[Dataset entries]
--- START ---
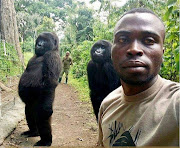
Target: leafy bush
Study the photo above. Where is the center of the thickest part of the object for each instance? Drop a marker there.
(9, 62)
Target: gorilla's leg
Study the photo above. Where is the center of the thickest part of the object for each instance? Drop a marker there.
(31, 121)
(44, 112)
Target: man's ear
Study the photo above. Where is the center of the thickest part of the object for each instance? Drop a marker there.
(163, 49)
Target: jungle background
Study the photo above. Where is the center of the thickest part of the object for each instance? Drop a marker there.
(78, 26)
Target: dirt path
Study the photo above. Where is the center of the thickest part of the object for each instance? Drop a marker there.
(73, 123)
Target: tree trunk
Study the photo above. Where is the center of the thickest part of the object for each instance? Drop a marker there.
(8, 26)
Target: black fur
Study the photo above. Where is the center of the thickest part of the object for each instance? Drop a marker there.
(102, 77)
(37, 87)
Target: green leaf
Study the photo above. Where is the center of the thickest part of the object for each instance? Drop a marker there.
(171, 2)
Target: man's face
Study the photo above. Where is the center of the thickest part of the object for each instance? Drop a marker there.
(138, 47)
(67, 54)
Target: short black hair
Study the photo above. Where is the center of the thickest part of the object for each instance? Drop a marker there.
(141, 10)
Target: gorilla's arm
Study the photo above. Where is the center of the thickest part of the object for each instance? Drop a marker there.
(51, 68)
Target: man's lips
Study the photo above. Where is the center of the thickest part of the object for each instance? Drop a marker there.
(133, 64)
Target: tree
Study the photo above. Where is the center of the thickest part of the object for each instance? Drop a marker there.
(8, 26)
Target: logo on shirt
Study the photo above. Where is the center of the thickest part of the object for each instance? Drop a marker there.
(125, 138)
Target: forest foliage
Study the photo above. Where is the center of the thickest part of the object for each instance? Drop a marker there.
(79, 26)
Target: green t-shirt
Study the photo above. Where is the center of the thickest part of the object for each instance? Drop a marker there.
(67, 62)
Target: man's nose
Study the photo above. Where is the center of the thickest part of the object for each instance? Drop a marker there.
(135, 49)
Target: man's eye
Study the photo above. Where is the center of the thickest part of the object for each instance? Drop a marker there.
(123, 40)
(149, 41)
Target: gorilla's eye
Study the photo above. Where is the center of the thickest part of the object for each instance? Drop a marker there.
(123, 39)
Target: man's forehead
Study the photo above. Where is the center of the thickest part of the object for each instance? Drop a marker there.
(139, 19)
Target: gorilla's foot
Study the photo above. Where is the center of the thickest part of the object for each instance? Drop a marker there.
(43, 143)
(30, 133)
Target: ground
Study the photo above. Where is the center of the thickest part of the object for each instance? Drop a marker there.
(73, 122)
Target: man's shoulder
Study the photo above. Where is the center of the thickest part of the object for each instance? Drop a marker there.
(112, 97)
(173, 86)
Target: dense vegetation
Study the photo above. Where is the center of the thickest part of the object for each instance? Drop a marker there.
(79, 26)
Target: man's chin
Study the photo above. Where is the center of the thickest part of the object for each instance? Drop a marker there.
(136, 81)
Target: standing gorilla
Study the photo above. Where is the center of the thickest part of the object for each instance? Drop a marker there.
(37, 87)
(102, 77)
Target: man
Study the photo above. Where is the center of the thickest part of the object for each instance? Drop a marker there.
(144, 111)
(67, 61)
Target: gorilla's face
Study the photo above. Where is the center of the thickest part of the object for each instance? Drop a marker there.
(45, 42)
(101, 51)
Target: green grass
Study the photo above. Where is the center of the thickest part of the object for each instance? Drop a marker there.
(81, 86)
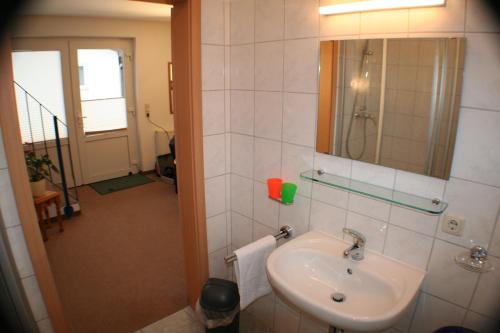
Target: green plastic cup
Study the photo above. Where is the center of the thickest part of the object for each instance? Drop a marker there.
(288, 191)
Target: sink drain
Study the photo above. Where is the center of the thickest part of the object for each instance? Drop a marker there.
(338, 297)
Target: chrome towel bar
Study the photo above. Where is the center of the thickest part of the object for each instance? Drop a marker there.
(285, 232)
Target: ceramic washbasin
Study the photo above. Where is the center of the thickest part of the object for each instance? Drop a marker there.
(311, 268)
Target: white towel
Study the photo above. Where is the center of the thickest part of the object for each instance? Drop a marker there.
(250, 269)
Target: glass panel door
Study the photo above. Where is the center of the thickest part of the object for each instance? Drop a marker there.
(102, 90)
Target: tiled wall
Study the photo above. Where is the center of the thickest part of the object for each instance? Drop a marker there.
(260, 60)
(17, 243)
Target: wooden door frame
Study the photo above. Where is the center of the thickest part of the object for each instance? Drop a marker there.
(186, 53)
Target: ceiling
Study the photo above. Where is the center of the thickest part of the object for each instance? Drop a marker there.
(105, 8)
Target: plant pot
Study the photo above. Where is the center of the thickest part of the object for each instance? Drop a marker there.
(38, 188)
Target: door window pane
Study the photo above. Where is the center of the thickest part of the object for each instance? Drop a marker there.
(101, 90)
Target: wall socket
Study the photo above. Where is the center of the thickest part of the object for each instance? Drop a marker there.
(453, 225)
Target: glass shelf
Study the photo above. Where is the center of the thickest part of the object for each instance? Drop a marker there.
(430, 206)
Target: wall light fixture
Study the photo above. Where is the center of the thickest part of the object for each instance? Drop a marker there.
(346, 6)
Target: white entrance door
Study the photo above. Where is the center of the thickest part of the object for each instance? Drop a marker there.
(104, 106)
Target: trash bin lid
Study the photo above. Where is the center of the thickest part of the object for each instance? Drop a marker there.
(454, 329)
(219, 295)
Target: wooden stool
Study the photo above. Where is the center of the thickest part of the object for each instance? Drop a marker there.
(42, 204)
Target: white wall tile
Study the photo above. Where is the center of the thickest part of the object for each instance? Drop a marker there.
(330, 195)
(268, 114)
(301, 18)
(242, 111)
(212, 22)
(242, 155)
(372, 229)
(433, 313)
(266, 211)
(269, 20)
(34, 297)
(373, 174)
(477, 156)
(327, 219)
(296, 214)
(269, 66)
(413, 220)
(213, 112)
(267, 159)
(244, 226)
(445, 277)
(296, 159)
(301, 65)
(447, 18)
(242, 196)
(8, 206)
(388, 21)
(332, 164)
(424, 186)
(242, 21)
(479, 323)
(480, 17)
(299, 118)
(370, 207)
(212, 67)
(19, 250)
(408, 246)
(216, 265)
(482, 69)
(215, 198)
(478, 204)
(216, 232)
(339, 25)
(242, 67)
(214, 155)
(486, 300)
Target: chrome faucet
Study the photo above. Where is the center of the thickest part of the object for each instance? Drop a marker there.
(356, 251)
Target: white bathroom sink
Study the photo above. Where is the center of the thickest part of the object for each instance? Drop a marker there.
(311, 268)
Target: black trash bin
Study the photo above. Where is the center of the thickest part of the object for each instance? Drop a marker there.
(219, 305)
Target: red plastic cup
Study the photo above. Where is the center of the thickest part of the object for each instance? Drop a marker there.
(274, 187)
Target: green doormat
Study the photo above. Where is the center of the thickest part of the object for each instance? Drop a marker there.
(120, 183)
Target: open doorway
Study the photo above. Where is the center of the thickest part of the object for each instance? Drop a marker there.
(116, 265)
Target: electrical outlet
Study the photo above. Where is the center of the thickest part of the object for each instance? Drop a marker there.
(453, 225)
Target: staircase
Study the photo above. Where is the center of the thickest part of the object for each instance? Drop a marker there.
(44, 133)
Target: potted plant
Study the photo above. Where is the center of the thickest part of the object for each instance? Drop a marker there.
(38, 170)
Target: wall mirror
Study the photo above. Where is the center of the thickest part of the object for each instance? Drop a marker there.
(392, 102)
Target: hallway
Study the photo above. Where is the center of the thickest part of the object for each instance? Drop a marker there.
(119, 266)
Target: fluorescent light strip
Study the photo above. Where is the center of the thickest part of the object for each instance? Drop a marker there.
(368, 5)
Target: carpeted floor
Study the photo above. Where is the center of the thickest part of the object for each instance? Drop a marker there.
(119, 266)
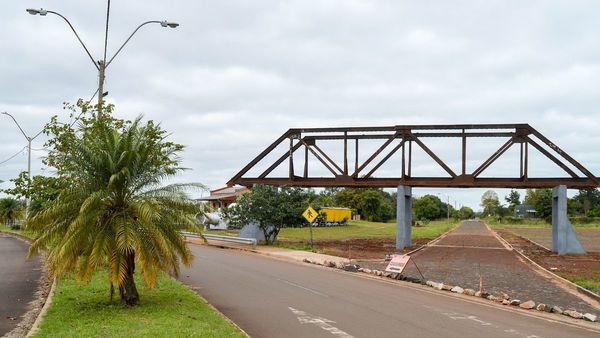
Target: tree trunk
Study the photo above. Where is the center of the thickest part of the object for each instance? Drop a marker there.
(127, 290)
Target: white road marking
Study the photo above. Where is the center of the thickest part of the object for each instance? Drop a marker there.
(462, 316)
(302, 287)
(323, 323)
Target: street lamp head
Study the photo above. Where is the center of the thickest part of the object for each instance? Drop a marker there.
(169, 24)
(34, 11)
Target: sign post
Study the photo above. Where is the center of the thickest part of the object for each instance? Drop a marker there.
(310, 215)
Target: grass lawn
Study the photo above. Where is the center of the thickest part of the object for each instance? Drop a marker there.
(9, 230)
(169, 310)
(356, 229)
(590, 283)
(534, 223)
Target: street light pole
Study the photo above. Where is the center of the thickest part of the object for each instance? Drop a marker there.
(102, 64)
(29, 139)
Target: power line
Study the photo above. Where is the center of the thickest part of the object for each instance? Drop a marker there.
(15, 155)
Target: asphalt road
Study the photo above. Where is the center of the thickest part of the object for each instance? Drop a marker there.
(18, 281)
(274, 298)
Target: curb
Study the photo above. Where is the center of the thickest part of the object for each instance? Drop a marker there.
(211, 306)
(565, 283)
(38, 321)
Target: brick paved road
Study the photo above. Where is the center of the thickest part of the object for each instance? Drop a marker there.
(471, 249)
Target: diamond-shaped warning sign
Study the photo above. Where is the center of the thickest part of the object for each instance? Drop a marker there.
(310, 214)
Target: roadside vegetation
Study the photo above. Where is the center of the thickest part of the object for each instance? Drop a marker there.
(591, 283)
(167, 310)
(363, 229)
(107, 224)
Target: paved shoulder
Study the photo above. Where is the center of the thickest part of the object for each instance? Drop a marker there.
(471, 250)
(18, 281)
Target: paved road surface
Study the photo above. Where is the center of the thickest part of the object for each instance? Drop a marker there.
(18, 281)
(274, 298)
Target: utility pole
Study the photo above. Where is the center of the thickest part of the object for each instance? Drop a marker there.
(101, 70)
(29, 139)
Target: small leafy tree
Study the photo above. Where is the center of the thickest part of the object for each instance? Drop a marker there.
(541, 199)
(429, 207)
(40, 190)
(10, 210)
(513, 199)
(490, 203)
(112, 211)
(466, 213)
--- END ---
◆ THE TASK ◆
Provide the number of lines in the records above containing the string "sink", and write nothing more.

◆ EXERCISE RESULT ◆
2